- [EXTRACTED TEXT]:
Her Excellency: An Oral History of American Women Ambassadors
By Ann Miller Morin
Twayne Publishers, 1995, 315 pp.
Changing Differences: Women and the Shaping of American Foreign Policy, 1917-1994
By Rhodri Jeffreys-Jones
Rutgers University Press, 1995, 275 pp.
These two books advance the understanding of a neglected topic. Miller Morin's interviews with 15 women ambassadors, including Clare Boothe Luce, Rozanne Ridgway, and Jeane Kirkpatrick, are full of interesting anecdotes of their diplomatic service; the editor acquits herself with skill and aplomb. Jeffreys-Jones' more ambitious survey of the role that women played in shaping American foreign policy is less successful. The author wants to show that women had a significant influence on foreign policy, which is obviously true, but he is loose in his statements of causation: "The end of the East-West confrontation does owe something to the millions of deflating conversations in which women have told men exactly what they thought of their macho war games." The author is less interested in the roles, opinions, and influence of women in all their diversity than in women qua progressive--peace activist--feminists (in the Jane Addams--Eleanor Roosevelt--Bella Abzug line); the cold warriors he discusses, like Margaret Chase Smith, seem under the bar of suspicion for having sold out to patriarchy. The author, however, wants to be fair, and elsewhere admittedly resists this tendency. He objects strenuously, for example, to the depiction of any modern woman leader as "the only man in the cabinet"--a tag that was often given to Margaret Thatcher, Golda Meir, and Indira Gandhi. This reviewer would be less inclined to rule out the hypothesis that each of these statespersons displayed, on certain notorious occasions, the advanced symptoms of testosterone poisoning.

- [INSTRUCTIONS TO FOLLOW]: Reproduce the part of the book review starting at "Her Excellency: An" and ending at "1995, 275 pp.", word for word.

- [RECORD EXTRACTS]:
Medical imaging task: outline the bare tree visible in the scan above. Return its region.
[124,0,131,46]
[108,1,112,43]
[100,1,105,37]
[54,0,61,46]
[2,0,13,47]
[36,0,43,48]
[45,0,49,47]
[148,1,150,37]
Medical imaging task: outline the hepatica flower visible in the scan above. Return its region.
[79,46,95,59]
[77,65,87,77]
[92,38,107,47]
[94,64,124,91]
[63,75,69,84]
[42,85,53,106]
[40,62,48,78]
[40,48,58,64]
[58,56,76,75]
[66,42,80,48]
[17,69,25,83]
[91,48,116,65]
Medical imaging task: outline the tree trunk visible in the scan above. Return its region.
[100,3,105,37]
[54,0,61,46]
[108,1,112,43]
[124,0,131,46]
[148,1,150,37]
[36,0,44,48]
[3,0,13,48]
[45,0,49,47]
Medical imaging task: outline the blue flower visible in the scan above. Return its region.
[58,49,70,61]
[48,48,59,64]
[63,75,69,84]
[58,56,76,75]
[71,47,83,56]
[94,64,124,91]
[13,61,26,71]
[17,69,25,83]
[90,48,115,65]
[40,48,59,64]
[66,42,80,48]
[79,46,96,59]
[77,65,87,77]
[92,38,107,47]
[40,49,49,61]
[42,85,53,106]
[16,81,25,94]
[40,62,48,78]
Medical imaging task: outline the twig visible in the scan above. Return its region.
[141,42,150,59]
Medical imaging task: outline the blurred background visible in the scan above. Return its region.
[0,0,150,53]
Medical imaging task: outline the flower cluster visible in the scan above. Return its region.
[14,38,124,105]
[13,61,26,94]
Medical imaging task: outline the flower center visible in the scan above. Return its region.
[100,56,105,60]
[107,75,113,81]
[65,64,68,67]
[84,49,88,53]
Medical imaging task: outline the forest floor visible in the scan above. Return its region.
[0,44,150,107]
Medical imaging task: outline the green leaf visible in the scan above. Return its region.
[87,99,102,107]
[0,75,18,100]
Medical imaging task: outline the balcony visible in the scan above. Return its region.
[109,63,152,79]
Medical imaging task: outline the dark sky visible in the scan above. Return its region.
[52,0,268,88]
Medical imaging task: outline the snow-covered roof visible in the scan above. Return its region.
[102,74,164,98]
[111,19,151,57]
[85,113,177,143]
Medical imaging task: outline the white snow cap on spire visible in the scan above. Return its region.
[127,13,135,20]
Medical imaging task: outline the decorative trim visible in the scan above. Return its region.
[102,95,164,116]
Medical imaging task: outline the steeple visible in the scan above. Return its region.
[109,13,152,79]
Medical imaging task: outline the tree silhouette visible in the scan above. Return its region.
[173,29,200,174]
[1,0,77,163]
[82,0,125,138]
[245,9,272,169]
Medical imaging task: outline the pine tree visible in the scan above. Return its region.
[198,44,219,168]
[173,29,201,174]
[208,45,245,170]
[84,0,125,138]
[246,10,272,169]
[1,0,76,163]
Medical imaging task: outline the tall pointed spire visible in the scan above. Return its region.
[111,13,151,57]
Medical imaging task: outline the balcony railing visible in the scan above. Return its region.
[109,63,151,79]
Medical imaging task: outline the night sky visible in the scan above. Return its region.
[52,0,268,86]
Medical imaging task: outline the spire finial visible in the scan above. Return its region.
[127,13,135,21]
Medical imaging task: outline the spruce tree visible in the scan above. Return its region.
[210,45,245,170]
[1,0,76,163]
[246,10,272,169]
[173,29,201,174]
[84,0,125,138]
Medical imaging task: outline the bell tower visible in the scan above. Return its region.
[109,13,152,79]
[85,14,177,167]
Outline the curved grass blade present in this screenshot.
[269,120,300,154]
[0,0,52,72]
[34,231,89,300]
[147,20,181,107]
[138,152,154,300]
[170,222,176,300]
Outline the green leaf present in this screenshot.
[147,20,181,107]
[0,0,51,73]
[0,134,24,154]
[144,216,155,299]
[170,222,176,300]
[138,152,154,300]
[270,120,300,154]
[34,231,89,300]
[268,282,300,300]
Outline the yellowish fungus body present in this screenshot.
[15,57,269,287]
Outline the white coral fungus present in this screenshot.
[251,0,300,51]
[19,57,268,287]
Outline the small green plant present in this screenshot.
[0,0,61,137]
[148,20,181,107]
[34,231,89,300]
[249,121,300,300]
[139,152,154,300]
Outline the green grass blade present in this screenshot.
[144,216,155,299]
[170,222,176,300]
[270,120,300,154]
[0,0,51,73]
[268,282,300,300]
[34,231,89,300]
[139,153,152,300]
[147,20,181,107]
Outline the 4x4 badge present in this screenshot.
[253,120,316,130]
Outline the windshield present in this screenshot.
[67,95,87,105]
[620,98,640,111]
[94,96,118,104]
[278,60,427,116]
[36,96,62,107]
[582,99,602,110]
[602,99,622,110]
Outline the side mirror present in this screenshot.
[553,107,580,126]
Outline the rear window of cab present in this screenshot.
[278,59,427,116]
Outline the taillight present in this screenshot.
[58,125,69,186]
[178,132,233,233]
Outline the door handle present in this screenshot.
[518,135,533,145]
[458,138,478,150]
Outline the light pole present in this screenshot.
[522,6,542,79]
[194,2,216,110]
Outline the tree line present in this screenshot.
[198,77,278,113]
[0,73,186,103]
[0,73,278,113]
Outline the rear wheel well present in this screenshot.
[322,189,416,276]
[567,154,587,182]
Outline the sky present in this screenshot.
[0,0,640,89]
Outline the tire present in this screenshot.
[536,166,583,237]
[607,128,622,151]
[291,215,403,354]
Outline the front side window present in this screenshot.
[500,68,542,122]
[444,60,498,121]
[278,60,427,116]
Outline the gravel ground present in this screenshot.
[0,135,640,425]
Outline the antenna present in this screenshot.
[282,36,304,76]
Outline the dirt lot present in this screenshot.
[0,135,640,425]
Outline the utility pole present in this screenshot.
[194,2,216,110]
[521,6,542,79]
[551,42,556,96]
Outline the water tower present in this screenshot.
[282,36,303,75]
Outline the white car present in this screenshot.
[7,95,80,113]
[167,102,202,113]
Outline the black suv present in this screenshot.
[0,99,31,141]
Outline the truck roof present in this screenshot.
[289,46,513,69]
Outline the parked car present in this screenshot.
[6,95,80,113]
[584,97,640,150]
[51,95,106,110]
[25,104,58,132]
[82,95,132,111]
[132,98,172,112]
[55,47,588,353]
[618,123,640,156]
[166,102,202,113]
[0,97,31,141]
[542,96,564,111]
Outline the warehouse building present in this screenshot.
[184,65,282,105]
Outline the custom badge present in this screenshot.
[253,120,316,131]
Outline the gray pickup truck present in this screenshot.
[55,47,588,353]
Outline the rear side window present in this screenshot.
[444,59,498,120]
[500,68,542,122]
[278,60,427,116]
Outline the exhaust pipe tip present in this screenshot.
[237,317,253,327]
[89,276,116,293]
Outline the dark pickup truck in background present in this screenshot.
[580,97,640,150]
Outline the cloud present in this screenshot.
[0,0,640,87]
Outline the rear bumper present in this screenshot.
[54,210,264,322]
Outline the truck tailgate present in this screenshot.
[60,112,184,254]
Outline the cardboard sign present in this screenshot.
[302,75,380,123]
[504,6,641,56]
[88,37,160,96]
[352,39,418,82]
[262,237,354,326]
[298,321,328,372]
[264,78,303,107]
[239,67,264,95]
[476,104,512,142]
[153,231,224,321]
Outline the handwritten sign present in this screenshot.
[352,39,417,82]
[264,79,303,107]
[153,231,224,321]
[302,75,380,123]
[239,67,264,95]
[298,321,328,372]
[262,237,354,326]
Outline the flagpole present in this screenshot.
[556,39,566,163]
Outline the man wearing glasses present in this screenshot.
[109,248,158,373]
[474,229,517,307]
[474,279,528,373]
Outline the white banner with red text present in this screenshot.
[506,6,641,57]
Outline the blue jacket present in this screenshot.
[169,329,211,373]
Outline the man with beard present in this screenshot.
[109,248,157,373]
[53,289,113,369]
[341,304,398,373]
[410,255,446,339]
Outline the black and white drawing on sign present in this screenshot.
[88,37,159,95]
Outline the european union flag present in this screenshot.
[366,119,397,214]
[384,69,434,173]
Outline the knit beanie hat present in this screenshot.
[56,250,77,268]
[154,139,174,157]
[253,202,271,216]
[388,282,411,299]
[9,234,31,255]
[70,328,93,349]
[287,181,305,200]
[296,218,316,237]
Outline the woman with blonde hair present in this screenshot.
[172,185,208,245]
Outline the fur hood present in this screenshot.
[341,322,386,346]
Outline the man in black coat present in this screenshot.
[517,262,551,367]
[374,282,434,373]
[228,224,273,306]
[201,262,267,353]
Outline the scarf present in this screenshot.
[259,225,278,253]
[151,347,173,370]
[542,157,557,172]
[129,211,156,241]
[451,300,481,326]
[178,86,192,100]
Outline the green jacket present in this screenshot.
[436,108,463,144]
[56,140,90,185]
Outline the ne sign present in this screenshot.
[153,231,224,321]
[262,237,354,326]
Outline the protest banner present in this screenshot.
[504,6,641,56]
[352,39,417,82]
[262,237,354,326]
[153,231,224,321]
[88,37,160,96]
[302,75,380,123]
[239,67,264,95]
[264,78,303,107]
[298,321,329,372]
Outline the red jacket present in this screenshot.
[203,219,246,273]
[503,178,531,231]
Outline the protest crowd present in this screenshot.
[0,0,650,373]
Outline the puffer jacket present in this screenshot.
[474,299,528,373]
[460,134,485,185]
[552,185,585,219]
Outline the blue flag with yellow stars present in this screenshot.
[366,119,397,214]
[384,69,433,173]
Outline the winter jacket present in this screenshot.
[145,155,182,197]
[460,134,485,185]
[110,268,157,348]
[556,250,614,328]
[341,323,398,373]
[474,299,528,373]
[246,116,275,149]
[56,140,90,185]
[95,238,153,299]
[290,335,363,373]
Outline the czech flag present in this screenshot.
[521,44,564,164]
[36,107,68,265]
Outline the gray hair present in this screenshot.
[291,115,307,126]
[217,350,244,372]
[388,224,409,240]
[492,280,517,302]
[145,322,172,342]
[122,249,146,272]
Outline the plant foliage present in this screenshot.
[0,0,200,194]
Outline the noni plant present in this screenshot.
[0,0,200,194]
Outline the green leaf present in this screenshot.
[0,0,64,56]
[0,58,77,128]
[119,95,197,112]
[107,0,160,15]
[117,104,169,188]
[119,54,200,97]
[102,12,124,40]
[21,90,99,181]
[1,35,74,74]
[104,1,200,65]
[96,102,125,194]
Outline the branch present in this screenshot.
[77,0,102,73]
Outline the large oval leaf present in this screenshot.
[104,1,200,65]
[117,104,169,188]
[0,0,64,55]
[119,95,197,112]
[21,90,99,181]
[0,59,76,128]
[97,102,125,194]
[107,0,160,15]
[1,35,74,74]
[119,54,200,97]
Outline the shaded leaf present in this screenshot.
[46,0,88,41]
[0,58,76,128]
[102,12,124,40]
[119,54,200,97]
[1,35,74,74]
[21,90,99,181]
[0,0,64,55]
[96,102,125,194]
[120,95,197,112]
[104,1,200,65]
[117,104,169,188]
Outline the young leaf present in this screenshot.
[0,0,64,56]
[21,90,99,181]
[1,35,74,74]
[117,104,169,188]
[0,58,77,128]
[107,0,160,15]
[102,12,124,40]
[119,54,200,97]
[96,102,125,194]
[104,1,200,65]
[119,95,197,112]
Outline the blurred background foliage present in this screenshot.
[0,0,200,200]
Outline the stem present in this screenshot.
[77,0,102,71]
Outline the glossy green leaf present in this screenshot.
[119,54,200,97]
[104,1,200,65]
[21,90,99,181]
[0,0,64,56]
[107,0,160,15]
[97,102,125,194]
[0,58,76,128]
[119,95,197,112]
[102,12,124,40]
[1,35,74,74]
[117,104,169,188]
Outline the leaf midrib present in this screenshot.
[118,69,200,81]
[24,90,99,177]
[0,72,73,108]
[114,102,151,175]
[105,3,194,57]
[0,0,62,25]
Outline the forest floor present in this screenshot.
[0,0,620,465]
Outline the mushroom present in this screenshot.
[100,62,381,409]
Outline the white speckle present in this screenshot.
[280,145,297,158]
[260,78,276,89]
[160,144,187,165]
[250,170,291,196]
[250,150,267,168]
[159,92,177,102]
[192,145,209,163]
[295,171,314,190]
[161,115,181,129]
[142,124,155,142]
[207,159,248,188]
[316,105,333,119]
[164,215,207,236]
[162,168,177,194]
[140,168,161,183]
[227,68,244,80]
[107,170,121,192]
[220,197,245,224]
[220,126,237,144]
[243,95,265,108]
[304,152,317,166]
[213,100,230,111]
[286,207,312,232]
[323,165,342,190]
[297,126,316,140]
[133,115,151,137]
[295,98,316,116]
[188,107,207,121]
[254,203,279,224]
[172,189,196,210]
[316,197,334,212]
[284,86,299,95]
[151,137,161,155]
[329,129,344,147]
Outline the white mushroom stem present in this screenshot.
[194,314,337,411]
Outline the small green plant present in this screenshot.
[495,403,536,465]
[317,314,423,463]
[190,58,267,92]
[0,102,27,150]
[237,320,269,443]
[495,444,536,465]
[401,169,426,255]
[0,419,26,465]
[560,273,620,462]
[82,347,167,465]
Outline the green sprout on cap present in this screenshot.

- [RESPONSE AREA]:
Her Excellency: An Oral History of American Women Ambassadors
By Ann Miller Morin
Twayne Publishers, 1995, 315 pp.
Changing Differences: Women and the Shaping of American Foreign Policy, 1917-1994
By Rhodri Jeffreys-Jones
Rutgers University Press, 1995, 275 pp.